What the exercise asks:
In the records below, how many lines contain the string "lion"? Matching is case-sensitive, and the reply should be only the number.

Point annotation records:
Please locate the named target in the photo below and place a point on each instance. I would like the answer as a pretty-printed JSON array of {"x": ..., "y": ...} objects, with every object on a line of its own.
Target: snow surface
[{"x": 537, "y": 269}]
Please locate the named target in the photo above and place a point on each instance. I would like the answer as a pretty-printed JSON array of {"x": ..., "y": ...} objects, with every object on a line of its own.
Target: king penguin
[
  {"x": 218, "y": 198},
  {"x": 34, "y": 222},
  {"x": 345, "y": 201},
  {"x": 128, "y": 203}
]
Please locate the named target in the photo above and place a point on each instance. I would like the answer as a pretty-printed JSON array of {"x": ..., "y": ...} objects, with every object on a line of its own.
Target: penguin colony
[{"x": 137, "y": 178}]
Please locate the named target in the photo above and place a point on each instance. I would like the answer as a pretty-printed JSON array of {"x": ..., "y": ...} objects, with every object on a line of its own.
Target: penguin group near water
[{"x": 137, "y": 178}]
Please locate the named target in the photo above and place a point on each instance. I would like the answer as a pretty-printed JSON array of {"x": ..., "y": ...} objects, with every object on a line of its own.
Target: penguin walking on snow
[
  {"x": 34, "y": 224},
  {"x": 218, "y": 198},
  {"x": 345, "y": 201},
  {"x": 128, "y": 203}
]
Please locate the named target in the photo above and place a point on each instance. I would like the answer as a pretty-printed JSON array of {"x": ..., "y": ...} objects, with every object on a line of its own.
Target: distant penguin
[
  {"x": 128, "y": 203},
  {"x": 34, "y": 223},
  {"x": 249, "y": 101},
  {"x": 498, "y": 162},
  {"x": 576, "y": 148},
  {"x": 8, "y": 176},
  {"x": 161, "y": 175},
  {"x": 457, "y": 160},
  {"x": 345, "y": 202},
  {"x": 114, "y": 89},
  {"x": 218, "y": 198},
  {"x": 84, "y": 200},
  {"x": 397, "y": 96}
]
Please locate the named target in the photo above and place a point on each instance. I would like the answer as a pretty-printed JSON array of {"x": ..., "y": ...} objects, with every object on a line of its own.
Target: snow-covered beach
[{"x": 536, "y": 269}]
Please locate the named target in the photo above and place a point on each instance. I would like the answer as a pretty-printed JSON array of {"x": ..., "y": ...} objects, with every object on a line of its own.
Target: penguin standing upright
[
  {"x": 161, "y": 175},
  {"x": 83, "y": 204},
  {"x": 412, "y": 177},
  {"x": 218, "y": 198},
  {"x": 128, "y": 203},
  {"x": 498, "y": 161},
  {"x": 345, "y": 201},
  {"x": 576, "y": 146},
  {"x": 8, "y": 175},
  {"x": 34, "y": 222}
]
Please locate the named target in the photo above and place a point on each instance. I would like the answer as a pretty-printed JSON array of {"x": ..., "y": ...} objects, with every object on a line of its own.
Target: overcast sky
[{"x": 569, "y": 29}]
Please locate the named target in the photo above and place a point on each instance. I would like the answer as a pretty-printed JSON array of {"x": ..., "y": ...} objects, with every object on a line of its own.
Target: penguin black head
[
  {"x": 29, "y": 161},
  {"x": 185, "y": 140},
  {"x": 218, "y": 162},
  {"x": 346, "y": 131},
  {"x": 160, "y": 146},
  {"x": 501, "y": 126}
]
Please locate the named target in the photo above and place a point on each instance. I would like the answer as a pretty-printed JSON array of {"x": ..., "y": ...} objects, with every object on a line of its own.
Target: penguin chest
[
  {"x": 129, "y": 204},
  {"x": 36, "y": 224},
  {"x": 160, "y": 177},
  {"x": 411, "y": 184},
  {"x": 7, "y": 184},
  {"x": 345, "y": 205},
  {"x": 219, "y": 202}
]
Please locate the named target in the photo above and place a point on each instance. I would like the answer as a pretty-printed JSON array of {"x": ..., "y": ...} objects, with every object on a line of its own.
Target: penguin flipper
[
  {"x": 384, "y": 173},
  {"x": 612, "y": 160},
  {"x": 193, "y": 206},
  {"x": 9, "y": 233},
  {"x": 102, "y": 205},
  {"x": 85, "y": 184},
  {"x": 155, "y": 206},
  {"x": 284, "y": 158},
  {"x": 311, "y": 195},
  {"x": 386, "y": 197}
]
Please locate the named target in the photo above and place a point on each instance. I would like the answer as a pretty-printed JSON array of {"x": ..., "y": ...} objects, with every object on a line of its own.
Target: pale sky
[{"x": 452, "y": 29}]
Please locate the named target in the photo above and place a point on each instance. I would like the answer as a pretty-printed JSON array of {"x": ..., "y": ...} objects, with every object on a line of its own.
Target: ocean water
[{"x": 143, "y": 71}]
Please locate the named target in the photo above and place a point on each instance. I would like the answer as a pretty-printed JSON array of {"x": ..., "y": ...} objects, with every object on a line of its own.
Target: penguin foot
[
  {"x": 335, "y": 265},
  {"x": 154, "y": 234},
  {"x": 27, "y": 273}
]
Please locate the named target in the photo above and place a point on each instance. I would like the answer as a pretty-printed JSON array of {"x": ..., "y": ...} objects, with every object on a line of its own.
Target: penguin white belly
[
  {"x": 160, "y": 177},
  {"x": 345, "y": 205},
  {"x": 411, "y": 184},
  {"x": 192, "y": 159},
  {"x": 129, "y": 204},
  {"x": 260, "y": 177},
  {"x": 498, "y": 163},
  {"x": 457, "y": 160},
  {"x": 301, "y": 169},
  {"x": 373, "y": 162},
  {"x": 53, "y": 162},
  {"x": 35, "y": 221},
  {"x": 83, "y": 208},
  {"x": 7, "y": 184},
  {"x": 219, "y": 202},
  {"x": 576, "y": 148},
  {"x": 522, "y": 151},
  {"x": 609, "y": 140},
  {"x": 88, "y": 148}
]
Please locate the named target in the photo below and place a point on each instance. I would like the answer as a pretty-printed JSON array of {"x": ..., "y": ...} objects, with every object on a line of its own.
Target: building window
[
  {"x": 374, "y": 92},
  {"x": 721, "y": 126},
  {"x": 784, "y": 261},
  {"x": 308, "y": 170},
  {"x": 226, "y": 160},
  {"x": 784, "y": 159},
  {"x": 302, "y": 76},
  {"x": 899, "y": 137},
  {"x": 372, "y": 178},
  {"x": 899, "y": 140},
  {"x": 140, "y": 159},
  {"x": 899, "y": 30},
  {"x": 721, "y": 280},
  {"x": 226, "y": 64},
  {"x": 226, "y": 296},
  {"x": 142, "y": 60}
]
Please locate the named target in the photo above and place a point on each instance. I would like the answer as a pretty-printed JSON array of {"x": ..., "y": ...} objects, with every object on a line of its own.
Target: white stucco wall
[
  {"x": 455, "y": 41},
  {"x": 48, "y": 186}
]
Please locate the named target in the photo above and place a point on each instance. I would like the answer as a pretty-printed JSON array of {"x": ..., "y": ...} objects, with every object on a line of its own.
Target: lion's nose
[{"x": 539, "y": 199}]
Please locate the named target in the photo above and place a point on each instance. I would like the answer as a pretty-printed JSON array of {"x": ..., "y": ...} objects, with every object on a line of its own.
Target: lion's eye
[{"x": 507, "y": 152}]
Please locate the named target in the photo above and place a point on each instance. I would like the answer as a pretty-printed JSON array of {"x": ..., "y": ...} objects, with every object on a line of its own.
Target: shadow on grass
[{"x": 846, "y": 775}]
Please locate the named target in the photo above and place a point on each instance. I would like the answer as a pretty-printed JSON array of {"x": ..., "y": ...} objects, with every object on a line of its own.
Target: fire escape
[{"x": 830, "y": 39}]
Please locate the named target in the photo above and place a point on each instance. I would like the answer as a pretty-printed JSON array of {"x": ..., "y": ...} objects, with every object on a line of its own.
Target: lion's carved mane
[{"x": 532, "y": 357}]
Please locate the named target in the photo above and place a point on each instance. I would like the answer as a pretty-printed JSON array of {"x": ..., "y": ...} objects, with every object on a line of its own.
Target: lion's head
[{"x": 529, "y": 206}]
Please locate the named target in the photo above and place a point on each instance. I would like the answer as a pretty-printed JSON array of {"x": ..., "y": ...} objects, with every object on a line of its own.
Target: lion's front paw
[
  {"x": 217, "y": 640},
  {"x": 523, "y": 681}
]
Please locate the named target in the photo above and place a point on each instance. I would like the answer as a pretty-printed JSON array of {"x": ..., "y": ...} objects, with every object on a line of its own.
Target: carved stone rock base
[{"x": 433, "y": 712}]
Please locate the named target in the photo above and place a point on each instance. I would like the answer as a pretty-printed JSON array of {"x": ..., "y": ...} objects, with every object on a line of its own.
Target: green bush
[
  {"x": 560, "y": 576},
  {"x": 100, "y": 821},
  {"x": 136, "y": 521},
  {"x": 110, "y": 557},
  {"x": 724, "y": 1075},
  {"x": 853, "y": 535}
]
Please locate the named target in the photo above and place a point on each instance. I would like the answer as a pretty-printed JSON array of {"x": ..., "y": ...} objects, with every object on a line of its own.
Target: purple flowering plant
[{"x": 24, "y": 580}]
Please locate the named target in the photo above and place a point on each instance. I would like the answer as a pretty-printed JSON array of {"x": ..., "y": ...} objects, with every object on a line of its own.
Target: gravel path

Exercise solution:
5